**Problem details**
Show, in full, each line of the data that contains "pier".

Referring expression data

=-=-=

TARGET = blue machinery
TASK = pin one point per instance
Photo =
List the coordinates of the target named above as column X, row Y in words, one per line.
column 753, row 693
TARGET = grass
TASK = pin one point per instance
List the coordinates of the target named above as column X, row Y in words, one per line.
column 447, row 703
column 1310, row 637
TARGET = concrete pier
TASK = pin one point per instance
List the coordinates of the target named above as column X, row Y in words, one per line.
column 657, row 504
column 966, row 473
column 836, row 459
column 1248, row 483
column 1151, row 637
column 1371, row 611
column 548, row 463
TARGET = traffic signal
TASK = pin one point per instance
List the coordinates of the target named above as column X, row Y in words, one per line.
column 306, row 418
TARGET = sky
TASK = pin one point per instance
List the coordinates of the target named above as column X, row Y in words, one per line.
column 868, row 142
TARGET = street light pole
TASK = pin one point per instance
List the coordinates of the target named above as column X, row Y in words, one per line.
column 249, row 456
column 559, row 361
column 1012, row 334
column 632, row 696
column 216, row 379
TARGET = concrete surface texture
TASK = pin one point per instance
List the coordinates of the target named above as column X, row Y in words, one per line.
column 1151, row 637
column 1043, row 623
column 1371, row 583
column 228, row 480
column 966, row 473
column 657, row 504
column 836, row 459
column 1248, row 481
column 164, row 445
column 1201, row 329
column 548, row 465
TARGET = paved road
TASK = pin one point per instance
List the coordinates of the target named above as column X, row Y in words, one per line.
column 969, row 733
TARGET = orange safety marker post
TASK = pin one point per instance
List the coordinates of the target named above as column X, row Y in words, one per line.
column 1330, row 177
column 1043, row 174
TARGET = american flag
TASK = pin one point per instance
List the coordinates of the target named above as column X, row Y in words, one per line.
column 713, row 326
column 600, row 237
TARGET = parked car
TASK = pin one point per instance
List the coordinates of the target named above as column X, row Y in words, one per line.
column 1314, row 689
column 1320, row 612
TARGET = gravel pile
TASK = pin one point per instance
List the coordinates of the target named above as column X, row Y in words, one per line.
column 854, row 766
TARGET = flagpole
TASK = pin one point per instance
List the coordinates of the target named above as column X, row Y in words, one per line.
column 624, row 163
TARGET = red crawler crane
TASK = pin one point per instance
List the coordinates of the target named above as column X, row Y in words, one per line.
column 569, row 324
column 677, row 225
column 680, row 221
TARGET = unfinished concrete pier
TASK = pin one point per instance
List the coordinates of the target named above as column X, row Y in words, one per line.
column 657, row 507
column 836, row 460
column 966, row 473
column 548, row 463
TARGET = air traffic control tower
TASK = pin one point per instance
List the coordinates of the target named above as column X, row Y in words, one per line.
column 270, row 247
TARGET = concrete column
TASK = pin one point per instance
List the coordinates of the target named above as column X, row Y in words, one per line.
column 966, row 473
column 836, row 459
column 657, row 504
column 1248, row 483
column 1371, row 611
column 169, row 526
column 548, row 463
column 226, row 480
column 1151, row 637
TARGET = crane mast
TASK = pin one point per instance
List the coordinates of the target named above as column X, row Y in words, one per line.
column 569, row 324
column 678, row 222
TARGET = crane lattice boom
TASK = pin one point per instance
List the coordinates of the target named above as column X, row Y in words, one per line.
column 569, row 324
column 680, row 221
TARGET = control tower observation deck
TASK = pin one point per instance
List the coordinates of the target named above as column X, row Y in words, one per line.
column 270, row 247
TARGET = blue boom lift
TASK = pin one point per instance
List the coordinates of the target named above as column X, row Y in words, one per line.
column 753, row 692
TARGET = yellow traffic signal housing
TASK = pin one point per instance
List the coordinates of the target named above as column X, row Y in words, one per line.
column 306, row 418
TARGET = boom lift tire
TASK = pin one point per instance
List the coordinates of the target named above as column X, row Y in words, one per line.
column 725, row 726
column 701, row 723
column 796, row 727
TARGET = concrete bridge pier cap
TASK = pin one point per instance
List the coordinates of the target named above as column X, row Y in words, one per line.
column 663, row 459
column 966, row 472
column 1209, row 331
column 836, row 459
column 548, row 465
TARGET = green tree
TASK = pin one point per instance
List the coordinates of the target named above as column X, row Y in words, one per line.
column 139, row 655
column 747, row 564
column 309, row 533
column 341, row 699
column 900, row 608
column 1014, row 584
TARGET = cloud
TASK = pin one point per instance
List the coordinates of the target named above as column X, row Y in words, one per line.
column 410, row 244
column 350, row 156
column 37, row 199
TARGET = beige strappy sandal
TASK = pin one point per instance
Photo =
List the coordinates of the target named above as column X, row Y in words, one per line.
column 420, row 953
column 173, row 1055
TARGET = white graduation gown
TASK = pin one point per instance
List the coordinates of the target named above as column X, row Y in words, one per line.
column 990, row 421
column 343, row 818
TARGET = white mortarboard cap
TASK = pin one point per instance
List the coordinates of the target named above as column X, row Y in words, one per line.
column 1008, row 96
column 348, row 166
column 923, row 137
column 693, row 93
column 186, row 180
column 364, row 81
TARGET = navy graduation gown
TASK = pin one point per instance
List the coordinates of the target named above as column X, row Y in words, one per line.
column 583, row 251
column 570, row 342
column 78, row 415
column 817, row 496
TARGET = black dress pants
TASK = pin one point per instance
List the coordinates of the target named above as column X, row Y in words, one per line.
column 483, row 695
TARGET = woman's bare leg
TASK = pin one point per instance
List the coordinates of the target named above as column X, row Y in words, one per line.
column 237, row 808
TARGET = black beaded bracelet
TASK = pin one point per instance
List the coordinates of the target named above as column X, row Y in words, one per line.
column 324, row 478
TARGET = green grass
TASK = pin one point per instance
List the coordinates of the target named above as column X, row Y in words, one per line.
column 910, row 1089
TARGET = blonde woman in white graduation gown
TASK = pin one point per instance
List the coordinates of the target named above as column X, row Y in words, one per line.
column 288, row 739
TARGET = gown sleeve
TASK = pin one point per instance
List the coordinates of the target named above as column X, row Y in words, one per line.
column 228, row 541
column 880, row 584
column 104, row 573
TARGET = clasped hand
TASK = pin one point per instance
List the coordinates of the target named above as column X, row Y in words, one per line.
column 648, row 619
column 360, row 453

=-=-=

**Worked solution**
TARGET = concrete pier
TARGET = unfinished concrete pier
TARGET = concrete bridge pier cap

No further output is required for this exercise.